## Trecho selecionado
■ ■ ■

Para se manter à frente, Wallace recomenda que empresas de segurança conduzam suas próprias pesquisas internas e desenvolvam as próprias ferramentas de ataques inteligentes para lutar e testar as próprias defesas. O setor de pesquisa avançada do Pentágono, DARPA, já adota esse tipo de abordagem, organizando desafios em que desenvolvedores de inteligência artificial colocam suas criações umas contra as outras em um jogo virtual de capturar a bandeira. O processo é bem darwiniano, e é reminiscente a outra abordagem em desenvolvimento de IA – algoritmos evolucionários. Para hackers e profissionais da segurança da informação, é a sobrevivência da inteligência artificial mais forte.
Goodman concorda, dizendo que “por necessidade” usaremos cada vez mais IAs. “Para tudo, desde a detecção de fraudes até a neutralização de ciberataques”. E, inclusive, muitas startups já fazem algo do tipo, por exemplo, parcerias com o Watson da IBM para combater ameaças cibernéticas, diz Goodman.

■ ■ ■

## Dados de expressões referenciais
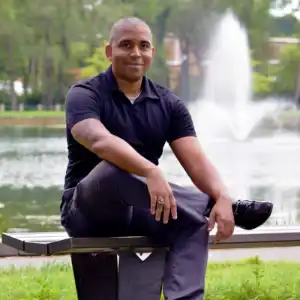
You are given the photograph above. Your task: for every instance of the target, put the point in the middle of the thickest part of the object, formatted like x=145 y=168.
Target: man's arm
x=83 y=116
x=93 y=135
x=186 y=147
x=199 y=168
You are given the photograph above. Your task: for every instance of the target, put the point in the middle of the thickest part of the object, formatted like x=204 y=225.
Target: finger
x=173 y=207
x=220 y=231
x=159 y=210
x=153 y=201
x=167 y=210
x=211 y=221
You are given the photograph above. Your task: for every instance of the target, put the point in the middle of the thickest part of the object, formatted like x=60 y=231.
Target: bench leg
x=141 y=279
x=96 y=276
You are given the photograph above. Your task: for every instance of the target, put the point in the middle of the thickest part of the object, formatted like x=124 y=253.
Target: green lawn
x=245 y=280
x=31 y=114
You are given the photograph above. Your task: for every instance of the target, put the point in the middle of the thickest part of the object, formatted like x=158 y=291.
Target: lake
x=33 y=163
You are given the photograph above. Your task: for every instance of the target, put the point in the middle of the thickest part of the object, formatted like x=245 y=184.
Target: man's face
x=131 y=52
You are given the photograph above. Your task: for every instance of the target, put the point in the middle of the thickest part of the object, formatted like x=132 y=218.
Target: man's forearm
x=120 y=153
x=206 y=177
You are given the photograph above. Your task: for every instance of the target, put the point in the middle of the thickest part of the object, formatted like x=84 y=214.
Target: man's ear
x=108 y=52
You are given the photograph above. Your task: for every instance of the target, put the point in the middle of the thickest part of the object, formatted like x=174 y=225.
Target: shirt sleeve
x=181 y=123
x=81 y=104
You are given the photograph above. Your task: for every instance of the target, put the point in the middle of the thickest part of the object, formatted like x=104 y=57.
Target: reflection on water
x=33 y=162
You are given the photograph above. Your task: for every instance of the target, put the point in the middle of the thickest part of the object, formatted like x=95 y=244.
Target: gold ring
x=161 y=201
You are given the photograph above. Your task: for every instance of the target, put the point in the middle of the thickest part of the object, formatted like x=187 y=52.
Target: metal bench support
x=141 y=279
x=96 y=276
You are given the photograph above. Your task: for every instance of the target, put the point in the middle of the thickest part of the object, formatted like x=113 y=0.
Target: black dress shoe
x=248 y=214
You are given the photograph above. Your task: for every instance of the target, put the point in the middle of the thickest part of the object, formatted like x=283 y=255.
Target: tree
x=96 y=63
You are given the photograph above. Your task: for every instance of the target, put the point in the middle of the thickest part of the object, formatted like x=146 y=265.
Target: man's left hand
x=222 y=215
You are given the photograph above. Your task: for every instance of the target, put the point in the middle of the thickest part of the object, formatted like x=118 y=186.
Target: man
x=117 y=125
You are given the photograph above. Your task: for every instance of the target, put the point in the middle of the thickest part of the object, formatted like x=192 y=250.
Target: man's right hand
x=160 y=190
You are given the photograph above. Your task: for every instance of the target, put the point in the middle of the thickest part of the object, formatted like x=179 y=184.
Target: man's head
x=130 y=48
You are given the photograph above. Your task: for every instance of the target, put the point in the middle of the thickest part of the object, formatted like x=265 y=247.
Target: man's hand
x=161 y=195
x=222 y=215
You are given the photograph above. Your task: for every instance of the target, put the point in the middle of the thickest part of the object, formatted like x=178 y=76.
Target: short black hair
x=126 y=20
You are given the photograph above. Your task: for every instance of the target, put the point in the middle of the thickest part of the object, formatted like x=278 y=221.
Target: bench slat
x=49 y=243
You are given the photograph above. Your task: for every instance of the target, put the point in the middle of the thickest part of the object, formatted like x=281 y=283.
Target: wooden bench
x=113 y=268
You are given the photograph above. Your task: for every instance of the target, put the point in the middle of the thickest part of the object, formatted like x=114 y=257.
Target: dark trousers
x=111 y=202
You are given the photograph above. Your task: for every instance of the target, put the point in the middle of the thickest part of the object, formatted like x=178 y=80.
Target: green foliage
x=248 y=279
x=286 y=71
x=97 y=63
x=45 y=45
x=262 y=84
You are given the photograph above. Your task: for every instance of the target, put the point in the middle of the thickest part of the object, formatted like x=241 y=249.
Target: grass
x=31 y=114
x=246 y=280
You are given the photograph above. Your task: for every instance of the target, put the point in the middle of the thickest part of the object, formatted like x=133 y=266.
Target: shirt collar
x=148 y=88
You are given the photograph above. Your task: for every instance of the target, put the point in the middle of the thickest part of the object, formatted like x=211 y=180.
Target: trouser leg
x=112 y=201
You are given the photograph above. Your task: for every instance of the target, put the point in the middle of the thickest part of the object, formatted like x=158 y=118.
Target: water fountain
x=226 y=106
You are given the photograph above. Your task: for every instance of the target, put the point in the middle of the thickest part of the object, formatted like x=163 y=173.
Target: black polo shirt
x=157 y=116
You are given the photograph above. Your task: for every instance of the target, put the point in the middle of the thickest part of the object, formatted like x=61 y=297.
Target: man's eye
x=145 y=46
x=125 y=45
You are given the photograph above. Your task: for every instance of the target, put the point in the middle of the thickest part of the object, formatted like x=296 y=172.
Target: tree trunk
x=14 y=100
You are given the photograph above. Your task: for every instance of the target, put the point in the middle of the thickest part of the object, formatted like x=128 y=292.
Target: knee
x=103 y=173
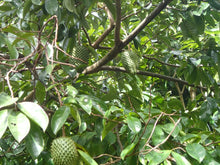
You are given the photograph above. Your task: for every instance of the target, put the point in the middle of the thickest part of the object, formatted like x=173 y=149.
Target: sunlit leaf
x=35 y=113
x=180 y=160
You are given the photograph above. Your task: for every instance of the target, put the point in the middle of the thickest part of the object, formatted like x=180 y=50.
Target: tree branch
x=110 y=28
x=117 y=48
x=146 y=21
x=146 y=73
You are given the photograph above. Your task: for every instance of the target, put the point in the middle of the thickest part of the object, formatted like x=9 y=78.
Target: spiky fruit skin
x=130 y=61
x=64 y=152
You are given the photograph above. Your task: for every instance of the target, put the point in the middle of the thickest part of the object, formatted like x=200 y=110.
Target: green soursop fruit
x=64 y=152
x=130 y=61
x=81 y=57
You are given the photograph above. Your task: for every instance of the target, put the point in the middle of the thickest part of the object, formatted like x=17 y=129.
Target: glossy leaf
x=6 y=100
x=86 y=103
x=35 y=113
x=40 y=92
x=59 y=118
x=87 y=158
x=3 y=122
x=157 y=157
x=51 y=6
x=180 y=160
x=34 y=141
x=169 y=127
x=71 y=91
x=12 y=49
x=19 y=125
x=75 y=113
x=127 y=150
x=134 y=124
x=107 y=128
x=196 y=151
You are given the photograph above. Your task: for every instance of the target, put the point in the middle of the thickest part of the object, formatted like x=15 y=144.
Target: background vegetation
x=164 y=110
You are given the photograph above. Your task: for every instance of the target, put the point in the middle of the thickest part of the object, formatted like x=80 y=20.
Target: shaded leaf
x=107 y=128
x=75 y=113
x=40 y=92
x=180 y=160
x=196 y=151
x=35 y=113
x=19 y=125
x=86 y=103
x=59 y=118
x=87 y=158
x=51 y=6
x=34 y=141
x=3 y=121
x=127 y=150
x=134 y=124
x=6 y=100
x=157 y=157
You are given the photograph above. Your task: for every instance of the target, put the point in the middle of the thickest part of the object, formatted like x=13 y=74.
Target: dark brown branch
x=146 y=21
x=117 y=48
x=118 y=22
x=146 y=73
x=164 y=63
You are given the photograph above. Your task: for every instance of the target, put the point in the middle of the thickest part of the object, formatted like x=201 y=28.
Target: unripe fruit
x=64 y=152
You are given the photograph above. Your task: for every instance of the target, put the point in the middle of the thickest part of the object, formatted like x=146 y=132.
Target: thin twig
x=118 y=22
x=175 y=125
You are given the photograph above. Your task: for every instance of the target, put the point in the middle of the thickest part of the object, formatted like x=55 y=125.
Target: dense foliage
x=143 y=88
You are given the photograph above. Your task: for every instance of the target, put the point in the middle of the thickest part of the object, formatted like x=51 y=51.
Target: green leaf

■ ■ ■

## Questões de estudo
(1) Responda às perguntas sobre o trecho a respeito de inteligência artificial e segurança digital:
(a) O que Wallace recomenda que as empresas de segurança façam?
(b) Qual setor organiza desafios em que desenvolvedores colocam suas criações umas contra as outras?
(c) Com que produto, segundo Goodman, muitas startups já fazem parcerias?
(2) Escreva a continuação do trecho sobre inteligência artificial e segurança digital, começando logo após a última frase apresentada.
As linhas não são usadas em nenhuma das atividades.

## Respostas dos exercícios
(1)
(a) Que conduzam suas próprias pesquisas internas e desenvolvam as próprias ferramentas de ataques inteligentes para lutar e testar as próprias defesas.
(b) A DARPA, o setor de pesquisa avançada do Pentágono.
(c) Com o Watson da IBM, para combater ameaças cibernéticas.

(2)
“Técnicas de AI são usadas hoje por defensores que buscam por padrões – companhias de antivírus fazem isso há décadas – e fazer detecção de anomalias é uma maneira de automaticamente detectar se um sistema foi atacado ou comprometido”, diz Truvé.
Em sua companhia, Recorded Futere, Truvé usa técnicas de inteligência artificial para fazer desde processamento de linguagem natural a, por exemplo, detectar automaticamente quando um ataque é planejado e discutido em fóruns criminosos, além também de prever ameaças futuras.
“Bandidos [com IAs] continuarão a usar os mesmos ataques de hoje, apenas de maneiras mais eficientes, e, portanto, mecanismos de defesa baseados em inteligência artificial sendo desenvolvidos agora serão, por extensão, possibilitados de serem usados contra ataques baseados em IA”, diz ele.
Dutt recomenda que equipes de segurança da informação continuem a monitorar ciberataques de hackers para aprender com eles a continuamente “inovar com a combinação de estratégias de defesa supervisionadas ou não supervisionadas para detectar e impedir ataques em seus primeiros sinais” e, como em uma guerra, adotar estratégias de defesa superiores.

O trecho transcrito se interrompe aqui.